## ページ本文:
<<<<
以下の会社のリーダーたちは、他のすべてのステークホルダーの利益よりも、顧客の利益を第一に考えるよう社員たちを刺激してきました。このようなNPSを意識した経営が、類い稀な優良企業を生み出します。
・Apple
・Amazon
・T-Mobile
・Enterprise Rent-A-Car
・Costco Wholesale Corporation
・Warby Parker
・Peloton
・Chewy
NPSをモニタリングすることで、各社の成長や衰退も予測できます。Amazonはあらゆる分野で競合他社とのNPS比較を定期的に行っています。しかも常に新規参入企業を比較対象に含めることで、自社をディスラプトするベンチャーやスタートアップをチェックしています。
しかし、このところAmazonのNPSスコアは年々下がっています。この流れを見るとAmazonの売上は今後ダウントレンドになる可能性があると著者は指摘します。
ビジネスが長期的に繁栄し、あらゆるステークホルダーに利益を与えるパーパスだ。そして、それはたった一つしかない。「顧客の生活を豊かにすること」。これだ。
NPSを使うことで、企業は顧客のパーパスに対する達成度合いを測定できます。NPSが高い会社は顧客第一というパーパスを実現しているのです。
働きがいのある会社とは給与や福利厚生が充実しているだけでなく、従業員が顧客のために素晴らしいことを実現し、意義や目的のある人生を歩むことのできる会社です。意義あるパーパスを実現するために、真剣に働く人をより多く集めることで、企業は成長できるようになります。
>>>>
## 提供資料:
<<<<
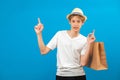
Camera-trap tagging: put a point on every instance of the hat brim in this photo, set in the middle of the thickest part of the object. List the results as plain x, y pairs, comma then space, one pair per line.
77, 14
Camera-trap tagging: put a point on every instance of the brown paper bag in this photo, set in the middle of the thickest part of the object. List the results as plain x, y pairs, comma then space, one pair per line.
98, 57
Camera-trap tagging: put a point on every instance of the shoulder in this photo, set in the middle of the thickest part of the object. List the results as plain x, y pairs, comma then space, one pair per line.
61, 32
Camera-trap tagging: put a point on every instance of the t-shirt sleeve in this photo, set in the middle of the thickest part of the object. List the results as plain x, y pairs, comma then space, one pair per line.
83, 51
53, 42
>>>>
上のページ本文を一字も変えずに、最初から最後まで引用せよ。

以下の会社のリーダーたちは、他のすべてのステークホルダーの利益よりも、顧客の利益を第一に考えるよう社員たちを刺激してきました。このようなNPSを意識した経営が、類い稀な優良企業を生み出します。
・Apple
・Amazon
・T-Mobile
・Enterprise Rent-A-Car
・Costco Wholesale Corporation
・Warby Parker
・Peloton
・Chewy
NPSをモニタリングすることで、各社の成長や衰退も予測できます。Amazonはあらゆる分野で競合他社とのNPS比較を定期的に行っています。しかも常に新規参入企業を比較対象に含めることで、自社をディスラプトするベンチャーやスタートアップをチェックしています。
しかし、このところAmazonのNPSスコアは年々下がっています。この流れを見るとAmazonの売上は今後ダウントレンドになる可能性があると著者は指摘します。
ビジネスが長期的に繁栄し、あらゆるステークホルダーに利益を与えるパーパスだ。そして、それはたった一つしかない。「顧客の生活を豊かにすること」。これだ。
NPSを使うことで、企業は顧客のパーパスに対する達成度合いを測定できます。NPSが高い会社は顧客第一というパーパスを実現しているのです。
働きがいのある会社とは給与や福利厚生が充実しているだけでなく、従業員が顧客のために素晴らしいことを実現し、意義や目的のある人生を歩むことのできる会社です。意義あるパーパスを実現するために、真剣に働く人をより多く集めることで、企業は成長できるようになります。